→ **Exercise instructions**: Render all of the material below as a numbered list, leaving out blank lines and the pictures.

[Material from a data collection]

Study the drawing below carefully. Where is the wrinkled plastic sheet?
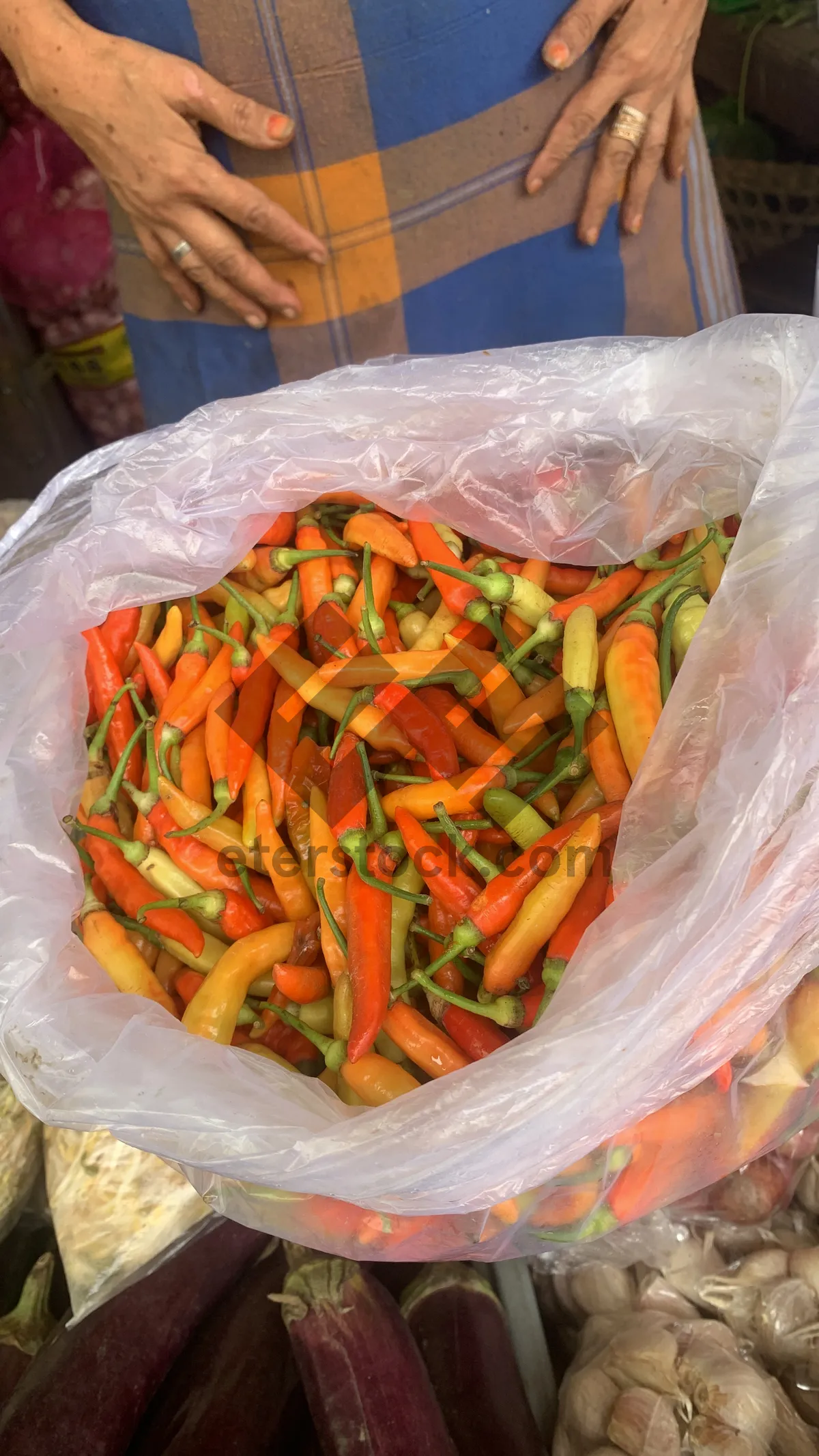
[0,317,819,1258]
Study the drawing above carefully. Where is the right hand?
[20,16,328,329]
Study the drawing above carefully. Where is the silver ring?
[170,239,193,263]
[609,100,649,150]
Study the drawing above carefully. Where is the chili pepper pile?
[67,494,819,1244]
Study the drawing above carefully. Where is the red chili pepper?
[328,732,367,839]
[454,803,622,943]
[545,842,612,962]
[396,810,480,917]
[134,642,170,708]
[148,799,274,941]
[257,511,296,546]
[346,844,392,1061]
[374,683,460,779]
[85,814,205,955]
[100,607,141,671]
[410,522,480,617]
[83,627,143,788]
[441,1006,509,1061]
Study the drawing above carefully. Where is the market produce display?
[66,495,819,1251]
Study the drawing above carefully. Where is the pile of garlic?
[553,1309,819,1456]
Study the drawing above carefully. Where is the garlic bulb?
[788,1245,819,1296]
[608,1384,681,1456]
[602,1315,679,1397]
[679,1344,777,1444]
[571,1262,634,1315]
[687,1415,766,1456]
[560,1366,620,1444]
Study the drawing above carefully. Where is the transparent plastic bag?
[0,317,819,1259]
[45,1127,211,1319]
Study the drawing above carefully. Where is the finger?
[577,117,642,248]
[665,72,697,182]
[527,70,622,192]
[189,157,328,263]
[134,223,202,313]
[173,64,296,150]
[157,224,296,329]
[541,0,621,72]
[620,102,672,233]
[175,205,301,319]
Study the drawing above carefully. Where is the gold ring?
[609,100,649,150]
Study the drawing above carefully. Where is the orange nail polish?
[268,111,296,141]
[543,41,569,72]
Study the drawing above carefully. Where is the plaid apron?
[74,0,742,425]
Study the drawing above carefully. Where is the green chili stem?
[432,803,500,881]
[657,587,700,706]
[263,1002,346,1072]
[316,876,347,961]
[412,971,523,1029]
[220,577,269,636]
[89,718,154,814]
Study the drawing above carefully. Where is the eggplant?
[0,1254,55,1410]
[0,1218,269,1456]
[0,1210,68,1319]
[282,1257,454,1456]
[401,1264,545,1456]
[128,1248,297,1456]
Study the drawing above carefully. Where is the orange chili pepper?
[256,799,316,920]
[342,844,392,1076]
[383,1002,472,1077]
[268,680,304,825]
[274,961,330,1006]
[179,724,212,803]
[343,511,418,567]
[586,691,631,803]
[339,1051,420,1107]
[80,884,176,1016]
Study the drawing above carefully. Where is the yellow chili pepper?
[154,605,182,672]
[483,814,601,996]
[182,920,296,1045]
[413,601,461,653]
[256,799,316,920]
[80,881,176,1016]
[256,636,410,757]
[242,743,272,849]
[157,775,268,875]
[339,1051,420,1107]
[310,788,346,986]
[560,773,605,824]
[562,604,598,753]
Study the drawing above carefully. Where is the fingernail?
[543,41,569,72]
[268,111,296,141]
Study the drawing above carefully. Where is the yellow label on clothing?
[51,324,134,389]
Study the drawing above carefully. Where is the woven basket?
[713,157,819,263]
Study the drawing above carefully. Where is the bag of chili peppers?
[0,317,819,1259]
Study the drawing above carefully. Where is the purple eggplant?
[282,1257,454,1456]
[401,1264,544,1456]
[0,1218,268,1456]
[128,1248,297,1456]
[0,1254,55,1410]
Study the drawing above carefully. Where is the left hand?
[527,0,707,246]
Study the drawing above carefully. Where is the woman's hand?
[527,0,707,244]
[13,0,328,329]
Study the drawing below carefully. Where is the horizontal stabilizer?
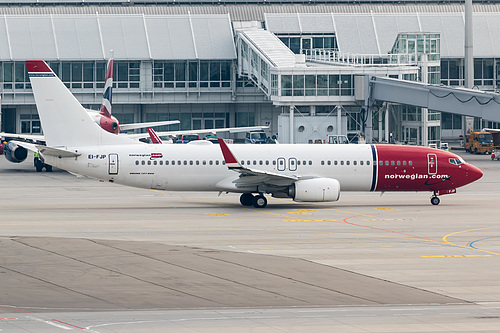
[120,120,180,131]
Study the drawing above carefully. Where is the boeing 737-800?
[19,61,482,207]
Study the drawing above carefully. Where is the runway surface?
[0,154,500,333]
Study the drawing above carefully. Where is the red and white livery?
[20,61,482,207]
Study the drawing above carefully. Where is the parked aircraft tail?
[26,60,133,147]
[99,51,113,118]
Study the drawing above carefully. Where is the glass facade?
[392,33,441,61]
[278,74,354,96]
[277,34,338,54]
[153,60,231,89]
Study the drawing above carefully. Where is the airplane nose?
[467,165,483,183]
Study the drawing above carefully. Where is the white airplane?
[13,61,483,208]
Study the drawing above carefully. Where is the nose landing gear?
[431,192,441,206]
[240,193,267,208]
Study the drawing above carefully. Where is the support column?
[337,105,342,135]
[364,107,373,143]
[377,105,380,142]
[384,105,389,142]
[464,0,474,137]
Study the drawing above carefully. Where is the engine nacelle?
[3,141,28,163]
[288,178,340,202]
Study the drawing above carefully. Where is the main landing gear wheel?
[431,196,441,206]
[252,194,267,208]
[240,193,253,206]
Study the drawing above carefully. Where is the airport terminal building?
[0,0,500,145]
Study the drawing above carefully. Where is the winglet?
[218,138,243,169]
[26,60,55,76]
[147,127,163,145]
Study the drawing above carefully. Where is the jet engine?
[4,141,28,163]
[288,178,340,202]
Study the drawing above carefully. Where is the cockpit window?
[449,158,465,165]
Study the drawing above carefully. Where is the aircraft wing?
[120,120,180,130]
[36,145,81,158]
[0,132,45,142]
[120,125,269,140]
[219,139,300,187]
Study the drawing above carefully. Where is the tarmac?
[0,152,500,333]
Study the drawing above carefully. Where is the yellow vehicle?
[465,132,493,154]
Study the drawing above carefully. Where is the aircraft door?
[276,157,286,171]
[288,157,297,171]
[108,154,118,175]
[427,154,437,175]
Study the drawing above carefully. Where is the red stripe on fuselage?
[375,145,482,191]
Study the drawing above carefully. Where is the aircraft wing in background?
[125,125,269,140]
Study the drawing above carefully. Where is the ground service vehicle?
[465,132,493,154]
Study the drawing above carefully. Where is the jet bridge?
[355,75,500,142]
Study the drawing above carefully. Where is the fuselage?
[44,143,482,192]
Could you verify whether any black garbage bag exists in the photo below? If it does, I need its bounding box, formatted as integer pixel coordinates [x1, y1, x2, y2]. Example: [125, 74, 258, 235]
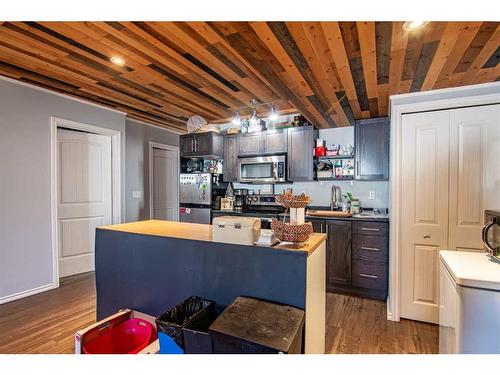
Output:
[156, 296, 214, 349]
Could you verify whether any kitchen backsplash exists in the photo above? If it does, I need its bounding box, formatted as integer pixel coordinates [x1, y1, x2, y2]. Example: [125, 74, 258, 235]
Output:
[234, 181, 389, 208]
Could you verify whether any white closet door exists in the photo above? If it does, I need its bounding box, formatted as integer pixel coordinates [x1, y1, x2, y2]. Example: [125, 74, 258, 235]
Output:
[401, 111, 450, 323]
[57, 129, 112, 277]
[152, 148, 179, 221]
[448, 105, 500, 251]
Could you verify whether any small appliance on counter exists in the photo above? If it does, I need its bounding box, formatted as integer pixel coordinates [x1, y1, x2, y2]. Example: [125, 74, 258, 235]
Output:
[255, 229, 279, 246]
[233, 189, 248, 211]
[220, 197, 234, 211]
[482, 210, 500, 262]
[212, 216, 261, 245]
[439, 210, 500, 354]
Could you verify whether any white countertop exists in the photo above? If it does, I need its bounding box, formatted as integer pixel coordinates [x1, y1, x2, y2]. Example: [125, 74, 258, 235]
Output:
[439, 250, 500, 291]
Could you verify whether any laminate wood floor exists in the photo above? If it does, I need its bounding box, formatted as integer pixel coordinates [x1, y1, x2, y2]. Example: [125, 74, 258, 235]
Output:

→ **Solution to the problem**:
1. Study the drawing below carefully. Where is the wrinkled plastic sheet?
2. [0,317,819,1258]
3. Study the drawing above carefully. Where is the right hand?
4. [20,16,328,329]
5. Study the drawing above carefully. Where is the silver ring?
6. [170,239,193,263]
7. [609,100,649,150]
8. Study the drawing above carefully. Where is the chili pepper pile?
9. [67,494,819,1244]
10. Study the drawing above carefully. Where is the red chili pepper?
11. [328,732,367,839]
12. [454,803,622,943]
13. [545,842,612,962]
14. [396,810,480,917]
15. [134,642,170,708]
16. [148,799,274,941]
17. [257,511,296,546]
18. [346,844,392,1061]
19. [374,683,460,779]
20. [85,814,205,955]
21. [100,607,141,671]
22. [410,522,480,617]
23. [83,627,143,788]
24. [441,1006,509,1061]
25. Study the drawing above carefully. Where is the market produce display?
26. [66,495,819,1251]
27. Study the drawing above carefully. Where is the pile of garlic?
28. [553,1309,819,1456]
29. Study the drawing above carefully. Where is the garlic bulb?
30. [788,1245,819,1296]
31. [608,1384,681,1456]
32. [602,1315,679,1397]
33. [679,1344,777,1444]
34. [571,1262,634,1315]
35. [687,1415,766,1456]
36. [560,1366,620,1444]
37. Study the drawing above carefully. Where is the transparent plastic bag?
38. [0,317,819,1259]
39. [45,1127,211,1319]
40. Study the drawing above carefully. Where is the finger?
41. [577,117,642,248]
42. [665,72,697,182]
43. [527,70,622,192]
44. [189,157,328,263]
45. [134,223,202,313]
46. [173,64,296,150]
47. [157,224,296,329]
48. [541,0,621,72]
49. [620,102,672,233]
50. [175,205,301,319]
51. Study the drawing above carefully. Where is the gold ring?
52. [609,100,649,150]
53. Study the drawing above carefully. Where is the orange nail polish?
54. [268,111,296,141]
55. [543,41,569,72]
56. Study the drawing above carefully. Where is the plaid apron?
57. [74,0,742,425]
58. Study the drawing above carefully. Where is the green chili stem?
59. [432,803,500,881]
60. [657,587,700,706]
61. [263,1002,346,1072]
62. [316,876,347,961]
63. [412,971,523,1029]
64. [220,577,269,636]
65. [89,718,154,814]
66. Study the drawing above carefully. Where is the eggplant?
67. [0,1254,55,1410]
68. [0,1218,269,1456]
69. [0,1210,68,1319]
70. [282,1257,454,1456]
71. [401,1264,545,1456]
72. [128,1248,297,1456]
73. Study the drawing above carefully. Where is the orange chili pepper?
74. [256,799,316,920]
75. [342,844,392,1076]
76. [383,1002,472,1077]
77. [268,680,304,825]
78. [274,961,330,1006]
79. [179,724,212,803]
80. [343,511,418,567]
81. [586,691,631,803]
82. [339,1051,420,1107]
83. [80,884,176,1016]
84. Study the drawing above carefully. Where is the yellow chili pepper?
85. [154,605,182,672]
86. [483,814,601,996]
87. [182,920,296,1045]
88. [413,601,461,653]
89. [256,799,316,920]
90. [80,881,176,1016]
91. [256,636,410,757]
92. [242,743,272,849]
93. [157,775,268,875]
94. [339,1051,420,1107]
95. [310,788,346,986]
96. [560,773,605,824]
97. [562,604,598,753]
98. Study the drawing above carefully. Where is the fingernail?
99. [543,41,569,72]
100. [268,111,296,141]
101. Study the drawing above carefully. Where is the yellow label on clothing?
102. [51,324,134,389]
103. Study the drawing above carefully. Where is the woven basket?
104. [713,157,819,263]
105. Study the drawing above carefully. Where is the bag of chili peppers?
106. [0,317,819,1259]
107. Study the drawing above carefully. Where is the purple eggplant?
108. [282,1257,454,1456]
109. [401,1264,544,1456]
110. [0,1218,268,1456]
111. [128,1248,297,1456]
112. [0,1254,55,1410]
113. Study the drawing above carefully. Where is the left hand?
114. [527,0,707,246]
115. Study the drawing above carefully. Where is the woman's hand?
116. [527,0,707,244]
117. [13,0,328,329]
118. Study the drawing below carefully. Where is the horizontal stabilizer?
119. [120,120,180,131]
120. Study the drawing above carefully. Where is the boeing 737-800?
121. [19,61,482,207]
122. Study the drawing above carefully. Where is the runway surface?
123. [0,154,500,333]
124. Study the drawing above carefully. Where is the red and white livery?
125. [20,61,482,207]
126. Study the drawing above carefully. Where is the parked aircraft tail?
127. [26,60,133,147]
128. [99,51,113,118]
129. Study the drawing above carefully. Where is the glass facade?
130. [392,33,441,61]
131. [278,74,354,96]
132. [277,34,338,54]
133. [153,60,231,89]
134. Study the drawing above carefully. Where is the airplane nose?
135. [467,165,483,183]
136. Study the drawing above carefully. Where is the white airplane?
137. [13,61,483,208]
138. Study the drawing above carefully. Where is the nose landing gear?
139. [431,192,441,206]
140. [240,193,267,208]
141. Study the drawing above carefully. Where is the support column?
142. [337,105,342,135]
143. [364,107,373,143]
144. [377,105,380,142]
145. [384,105,389,142]
146. [464,0,474,137]
147. Study the drawing above carefully. Where is the engine nacelle?
148. [3,141,28,163]
149. [288,178,340,202]
150. Study the drawing above carefully. Where is the main landing gear wheel?
151. [431,196,441,206]
152. [252,194,267,208]
153. [240,193,253,206]
154. Study the drawing above carefully. Where is the airport terminal building?
155. [0,0,500,145]
156. Study the drawing above carefully. Where is the winglet?
157. [218,138,243,169]
158. [26,60,55,76]
159. [147,127,163,145]
160. Study the drawing above carefully. Where is the jet engine?
161. [4,141,28,163]
162. [288,178,340,202]
163. Study the drawing above carefully. Where is the cockpit window?
164. [449,158,465,165]
165. Study the drawing above carefully. Where is the aircraft wing?
166. [120,120,180,130]
167. [36,145,81,158]
168. [0,132,45,142]
169. [120,125,269,140]
170. [219,139,300,187]
171. Study the drawing above carefully. Where is the tarmac?
172. [0,152,500,333]
173. Study the drawing above carefully. Where is the yellow vehicle?
174. [465,132,493,154]
175. Study the drawing above carefully. Where is the aircraft door?
176. [276,157,286,171]
177. [288,157,297,171]
178. [108,154,118,175]
179. [427,154,437,175]
180. Study the drawing above carefully. Where is the red stripe on fuselage?
181. [375,145,482,191]
182. Study the drawing above carefully. Where is the aircraft wing in background?
183. [125,125,269,140]
184. Study the drawing above carefully. Where is the ground service vehicle?
185. [465,132,493,154]
186. Study the drawing above carefully. Where is the jet bridge?
187. [355,75,500,142]
188. Study the drawing above carefully. Where is the fuselage?
189. [44,143,482,192]
190. Could you verify whether any black garbage bag exists in the photo below? If it does, I need its bounding box, formatted as integer pixel coordinates [x1, y1, x2, y2]. Example: [125, 74, 258, 235]
191. Output:
192. [156, 296, 214, 349]
193. Could you verify whether any kitchen backsplash exists in the photo above? If it does, I need its bounding box, formatted as integer pixel coordinates [x1, y1, x2, y2]. Example: [125, 74, 258, 235]
194. Output:
195. [234, 181, 389, 208]
196. Could you verify whether any white closet door exists in the photo above? If it does, I need its bounding box, formatted as integer pixel coordinates [x1, y1, x2, y2]. Example: [125, 74, 258, 235]
197. Output:
198. [401, 111, 450, 323]
199. [57, 129, 112, 277]
200. [152, 148, 179, 221]
201. [448, 105, 500, 251]
202. Could you verify whether any small appliance on counter exists in the photo above? If it does, I need its bounding box, formatted as integer pixel coordinates [x1, y1, x2, y2]. Example: [125, 74, 258, 235]
203. Output:
204. [255, 229, 279, 246]
205. [233, 189, 248, 211]
206. [220, 197, 234, 211]
207. [482, 210, 500, 262]
208. [212, 216, 261, 245]
209. [439, 210, 500, 354]
210. Could you verify whether any white countertop exists in the photo above? If it does, I need its bounding box, formatted as integer pixel coordinates [x1, y1, x2, y2]. Example: [125, 74, 258, 235]
211. Output:
212. [439, 250, 500, 291]
213. Could you verify whether any laminate wood floor exists in the photo above? If it does, I need its bounding box, formatted as integer pixel coordinates [x1, y1, x2, y2]. Example: [125, 74, 258, 235]
214. Output:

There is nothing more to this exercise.